▶ _Action item 1_
In the insulin research summary, what does HuD do when glucose levels increase?
▶ _Action item 2_
Copy the passage of the insulin research summary from "IRP investigators led" up to and including "new therapeutic target.".

Taking a closer look at our on/off relationship with insulin
Diabetes now affects more than 25 million people of all ages Fast Facts on Diabetes, yet the molecular underpinnings of the disease remain unclear. Although the overall pathways that drive the production of insulin are known, the molecular mechanisms that control rapid changes in insulin synthesis—for example following a meal—are not.
IRP investigators led by Eun Kyung Lee, Ph.D., identified a previously unknown component of the pathway—an RNA-binding protein named HuD, expressed in pancreatic β cells—that can bind insulin mRNA and inhibit its translation into protein, essentially blocking its production. The researchers also showed that, in response to increased glucose levels, HuD releases insulin mRNA, allowing the production of insulin protein.
The discovery that an RNA-binding protein can repress insulin translation in a rapidly reversible manner suggests that deficiencies in this protein could underlie some cases of diabetes. Work is underway to systematically compare HuD in the pancreatic β cells of diabetic and non-diabetic subjects, with the aim of determining if HuD could be a new therapeutic target.
Lee EK, Kim W, Tominaga K, Martindale JL, Yang X, Subaran SS, Carlson OD, Mercken EM, Kulkarni RN, Akamatsu W, Okano H, Perrone-Bizzozero NI, de Cabo R, Egan JM, Gorospe M. (2012). RNA-binding protein HuD controls insulin translation. Mol Cell. 45(6), 826-35.

▶ _Data section_

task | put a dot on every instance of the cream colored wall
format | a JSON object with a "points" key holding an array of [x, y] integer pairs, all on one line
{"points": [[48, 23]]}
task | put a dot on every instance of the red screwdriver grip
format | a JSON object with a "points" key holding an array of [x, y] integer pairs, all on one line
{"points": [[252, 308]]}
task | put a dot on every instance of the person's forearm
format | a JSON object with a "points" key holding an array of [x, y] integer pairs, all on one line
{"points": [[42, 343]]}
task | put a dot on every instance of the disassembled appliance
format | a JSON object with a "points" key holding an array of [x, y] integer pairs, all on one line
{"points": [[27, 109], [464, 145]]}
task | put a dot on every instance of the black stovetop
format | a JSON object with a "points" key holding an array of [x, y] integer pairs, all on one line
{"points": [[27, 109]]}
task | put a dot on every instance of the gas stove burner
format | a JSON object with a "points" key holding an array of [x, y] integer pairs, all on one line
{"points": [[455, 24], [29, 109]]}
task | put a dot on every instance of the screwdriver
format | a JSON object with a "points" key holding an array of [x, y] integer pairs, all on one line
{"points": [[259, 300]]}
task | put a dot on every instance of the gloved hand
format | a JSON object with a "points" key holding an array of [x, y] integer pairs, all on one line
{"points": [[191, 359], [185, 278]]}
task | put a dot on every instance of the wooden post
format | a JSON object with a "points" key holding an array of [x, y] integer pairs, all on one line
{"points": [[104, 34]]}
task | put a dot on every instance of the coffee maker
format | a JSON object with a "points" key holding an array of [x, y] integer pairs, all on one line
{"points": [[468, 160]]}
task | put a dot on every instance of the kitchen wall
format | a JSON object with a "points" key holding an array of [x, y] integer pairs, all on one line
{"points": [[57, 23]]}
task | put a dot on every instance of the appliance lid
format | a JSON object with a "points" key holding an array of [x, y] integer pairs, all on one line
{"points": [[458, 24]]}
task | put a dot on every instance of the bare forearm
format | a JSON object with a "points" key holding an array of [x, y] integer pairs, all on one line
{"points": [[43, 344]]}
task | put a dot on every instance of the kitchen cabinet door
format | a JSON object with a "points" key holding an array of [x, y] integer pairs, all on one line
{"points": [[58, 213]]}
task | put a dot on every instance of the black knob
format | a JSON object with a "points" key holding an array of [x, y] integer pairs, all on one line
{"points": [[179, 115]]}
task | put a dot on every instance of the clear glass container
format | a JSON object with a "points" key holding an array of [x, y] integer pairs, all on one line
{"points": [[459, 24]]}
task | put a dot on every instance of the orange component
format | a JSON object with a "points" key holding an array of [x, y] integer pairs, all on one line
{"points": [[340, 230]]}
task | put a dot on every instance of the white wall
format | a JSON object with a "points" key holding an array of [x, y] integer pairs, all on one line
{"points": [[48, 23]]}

...

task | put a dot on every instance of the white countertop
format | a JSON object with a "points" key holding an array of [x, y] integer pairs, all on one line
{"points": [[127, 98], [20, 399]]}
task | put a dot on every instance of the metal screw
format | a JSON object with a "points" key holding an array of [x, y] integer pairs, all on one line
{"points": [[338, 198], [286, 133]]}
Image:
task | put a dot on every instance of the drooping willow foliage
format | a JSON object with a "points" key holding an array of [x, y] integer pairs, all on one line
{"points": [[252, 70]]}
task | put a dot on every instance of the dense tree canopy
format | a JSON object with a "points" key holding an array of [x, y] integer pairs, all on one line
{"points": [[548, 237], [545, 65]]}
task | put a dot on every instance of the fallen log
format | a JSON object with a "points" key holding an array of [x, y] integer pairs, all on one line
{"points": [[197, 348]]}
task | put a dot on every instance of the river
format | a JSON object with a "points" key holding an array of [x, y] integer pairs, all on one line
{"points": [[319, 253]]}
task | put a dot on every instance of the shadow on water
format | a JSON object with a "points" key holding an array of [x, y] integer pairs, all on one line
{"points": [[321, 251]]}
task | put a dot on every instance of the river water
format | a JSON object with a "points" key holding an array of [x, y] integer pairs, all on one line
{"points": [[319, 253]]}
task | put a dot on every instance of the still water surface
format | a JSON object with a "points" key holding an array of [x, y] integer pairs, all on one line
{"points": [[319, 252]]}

▶ _Task output 1_
It releases insulin mRNA, allowing the production of insulin protein.

▶ _Task output 2_
IRP investigators led by Eun Kyung Lee, Ph.D., identified a previously unknown component of the pathway—an RNA-binding protein named HuD, expressed in pancreatic β cells—that can bind insulin mRNA and inhibit its translation into protein, essentially blocking its production. The researchers also showed that, in response to increased glucose levels, HuD releases insulin mRNA, allowing the production of insulin protein.
The discovery that an RNA-binding protein can repress insulin translation in a rapidly reversible manner suggests that deficiencies in this protein could underlie some cases of diabetes. Work is underway to systematically compare HuD in the pancreatic β cells of diabetic and non-diabetic subjects, with the aim of determining if HuD could be a new therapeutic target.